» Passage given
** Begin **
The sleepy town of Taoru in Haryana has become an unlikely addition to our list of must-see places for anyone visiting Delhi. And it’s got everything to do with it being home to the beautiful Heritage Transport Museum that opened its doors in December last year. The museum is the first of its kind in India and is the brainchild of Delhi-based Tarun Thakral who’s been passionately collecting all that’s on display here since 1994. He wanted a place to exhibit his collection, but the larger goal was to showcase the evolution of transportation in India.
You get the impression that this is not your average museum even before you make your way to the exhibits. After all, how many museums have you seen that have motorcycle handlebars as door handles and lights in the shape of oversized automotive bulbs? Or a reception desk carved out of a Morris Minor?
Inside, you’ll find everything from classic cars, bikes, scooters and buses to bullock carts, horse carriages and palkis. There’s even an immaculately restored Jodhpur Saloon railway coach from 1930 that sits on its own period-themed platform. And you just can’t miss the 1940 Piper J3C Cub aircraft that’s suspended from the roof.
** End **
» Stored data
** Begin **
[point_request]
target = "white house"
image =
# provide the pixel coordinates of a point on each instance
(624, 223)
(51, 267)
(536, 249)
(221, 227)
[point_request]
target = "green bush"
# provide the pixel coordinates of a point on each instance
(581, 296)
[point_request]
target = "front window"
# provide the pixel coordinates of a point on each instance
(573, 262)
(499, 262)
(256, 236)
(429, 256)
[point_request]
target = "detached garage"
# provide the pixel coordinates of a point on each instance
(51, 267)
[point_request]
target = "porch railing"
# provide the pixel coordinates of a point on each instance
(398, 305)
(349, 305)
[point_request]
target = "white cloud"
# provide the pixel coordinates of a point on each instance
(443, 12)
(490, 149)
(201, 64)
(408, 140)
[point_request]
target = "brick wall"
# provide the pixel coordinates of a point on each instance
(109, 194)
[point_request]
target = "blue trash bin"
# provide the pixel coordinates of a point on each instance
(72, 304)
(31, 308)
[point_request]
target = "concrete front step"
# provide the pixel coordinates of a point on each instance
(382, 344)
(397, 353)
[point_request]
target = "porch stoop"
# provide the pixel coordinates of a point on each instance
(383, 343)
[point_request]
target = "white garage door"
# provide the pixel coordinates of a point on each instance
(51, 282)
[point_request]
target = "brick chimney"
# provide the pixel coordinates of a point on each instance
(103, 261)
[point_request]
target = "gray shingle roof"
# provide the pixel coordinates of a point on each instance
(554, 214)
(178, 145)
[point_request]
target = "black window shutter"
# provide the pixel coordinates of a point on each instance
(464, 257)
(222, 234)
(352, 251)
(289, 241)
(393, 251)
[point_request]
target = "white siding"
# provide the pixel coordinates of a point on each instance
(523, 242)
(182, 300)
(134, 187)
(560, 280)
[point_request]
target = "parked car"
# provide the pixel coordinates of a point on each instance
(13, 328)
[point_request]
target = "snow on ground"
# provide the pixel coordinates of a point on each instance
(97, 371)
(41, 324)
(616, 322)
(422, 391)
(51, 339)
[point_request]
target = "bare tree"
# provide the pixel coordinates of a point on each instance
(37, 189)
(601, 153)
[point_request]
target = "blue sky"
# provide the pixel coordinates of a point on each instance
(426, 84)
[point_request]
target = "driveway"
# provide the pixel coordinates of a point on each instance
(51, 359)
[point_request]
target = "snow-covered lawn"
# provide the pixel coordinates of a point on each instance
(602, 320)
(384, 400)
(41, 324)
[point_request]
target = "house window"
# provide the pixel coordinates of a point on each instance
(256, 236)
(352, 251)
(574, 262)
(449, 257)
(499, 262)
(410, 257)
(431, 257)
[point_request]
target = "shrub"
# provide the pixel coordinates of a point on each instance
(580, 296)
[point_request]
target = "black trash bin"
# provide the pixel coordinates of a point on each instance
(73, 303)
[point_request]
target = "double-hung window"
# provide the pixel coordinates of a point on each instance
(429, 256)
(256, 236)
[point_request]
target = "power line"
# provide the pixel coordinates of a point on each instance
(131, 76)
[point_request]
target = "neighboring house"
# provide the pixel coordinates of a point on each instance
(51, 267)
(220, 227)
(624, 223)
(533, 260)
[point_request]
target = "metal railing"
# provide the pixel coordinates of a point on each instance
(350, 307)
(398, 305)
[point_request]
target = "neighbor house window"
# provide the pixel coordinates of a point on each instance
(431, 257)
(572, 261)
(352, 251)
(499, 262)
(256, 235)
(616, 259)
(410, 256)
** End **
Can you continue the piece about the Heritage Transport Museum in Taoru, picking up right after its final sentence?

» Right answer
I take a leisurely stroll through the non-mechanised, railway and aviation sections but it’s the automotive display that I’m really looking forward to. I’m not disappointed. The setting recreates scenes from days gone by with cars of different makes and time periods sharing space under the spotlight. It’s a place where you’ll find a Standard Herald, the original VW Beetle and a Fiat 1100 parked together as if it were 1965 once again. You’ll also see the original Hindustan Ambassador in the company of the 1948 Hindustan Twelve and the 1954 Landmaster. The Amby looks so much more special here and puts things in perspective – it was not always the taxi or neta-mobile it’s best known as today.
But more than anything else, it’s the American manufacturers that are best represented here. The oldest car at the museum is a Chevrolet Phaeton from 1932. I’m told it’s in perfect running order, just like all of the other models on display. Sadly, my request to be allowed to crank it to life is not taken too seriously. Soon enough, I get distracted by the sight of a 1959 Plymouth Belvedere’s derriere. It’s got fins large enough to give your average great white shark a complex. But it’s the 1960 Chevrolet Impala that really does it for me. I’m told it was the Audi Q7 to movie stars of the time. Massive, glorious and over the top, it fits the image I have in my mind of the typical American car.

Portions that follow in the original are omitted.